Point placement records

━━━━━━━━━━━━━━━━

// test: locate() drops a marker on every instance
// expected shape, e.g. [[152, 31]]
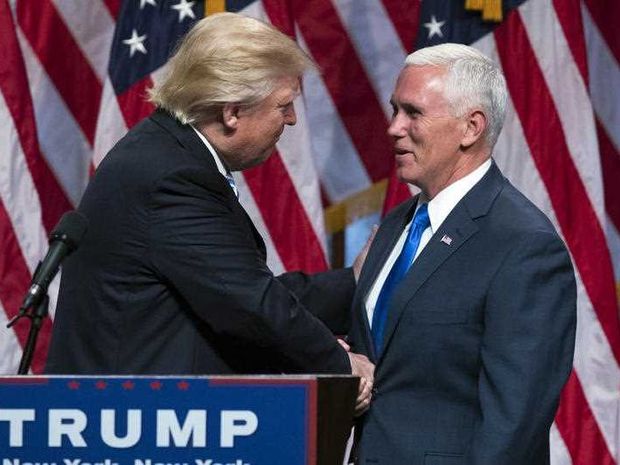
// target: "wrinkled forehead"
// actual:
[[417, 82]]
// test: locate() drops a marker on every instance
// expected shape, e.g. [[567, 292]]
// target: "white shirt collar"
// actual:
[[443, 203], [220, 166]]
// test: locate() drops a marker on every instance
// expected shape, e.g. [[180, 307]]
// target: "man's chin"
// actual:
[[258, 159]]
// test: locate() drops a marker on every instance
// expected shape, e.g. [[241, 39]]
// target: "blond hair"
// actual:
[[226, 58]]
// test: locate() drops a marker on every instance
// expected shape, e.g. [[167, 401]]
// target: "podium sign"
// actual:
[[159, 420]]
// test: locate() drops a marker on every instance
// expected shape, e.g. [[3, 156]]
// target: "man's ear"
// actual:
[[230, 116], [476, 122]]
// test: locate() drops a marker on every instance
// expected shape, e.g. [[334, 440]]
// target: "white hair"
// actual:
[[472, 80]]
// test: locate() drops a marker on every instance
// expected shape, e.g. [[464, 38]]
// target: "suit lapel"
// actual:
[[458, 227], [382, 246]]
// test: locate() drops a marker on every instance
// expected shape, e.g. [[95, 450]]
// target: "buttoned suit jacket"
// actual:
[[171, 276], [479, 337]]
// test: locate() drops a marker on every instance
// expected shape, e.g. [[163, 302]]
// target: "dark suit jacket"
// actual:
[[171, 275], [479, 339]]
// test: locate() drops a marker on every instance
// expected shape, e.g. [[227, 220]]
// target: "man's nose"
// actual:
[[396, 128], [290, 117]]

━━━━━━━━━━━━━━━━

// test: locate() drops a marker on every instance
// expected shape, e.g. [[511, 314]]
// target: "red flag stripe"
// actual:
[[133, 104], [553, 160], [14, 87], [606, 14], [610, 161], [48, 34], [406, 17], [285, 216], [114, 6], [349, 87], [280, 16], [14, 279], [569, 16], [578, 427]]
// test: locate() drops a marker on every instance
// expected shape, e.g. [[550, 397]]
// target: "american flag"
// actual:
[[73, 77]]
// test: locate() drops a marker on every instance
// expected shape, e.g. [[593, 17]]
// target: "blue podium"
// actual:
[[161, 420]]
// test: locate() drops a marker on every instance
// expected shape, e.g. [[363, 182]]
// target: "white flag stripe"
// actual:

━━━━━━━━━━━━━━━━

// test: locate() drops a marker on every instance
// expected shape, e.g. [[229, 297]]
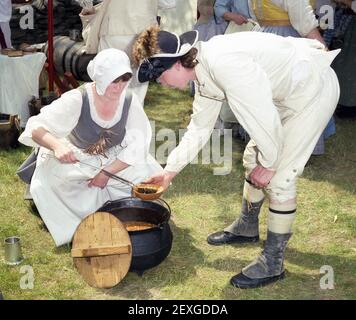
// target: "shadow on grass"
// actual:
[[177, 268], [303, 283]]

━━━━━━━━━━━━━━━━

[Your instructions] Find every line in the records above that contains the word "suit" and copy each one.

[Result of the exercise]
// target: "suit lapel"
// target: "buttoned suit jacket"
// target: "dark suit jacket"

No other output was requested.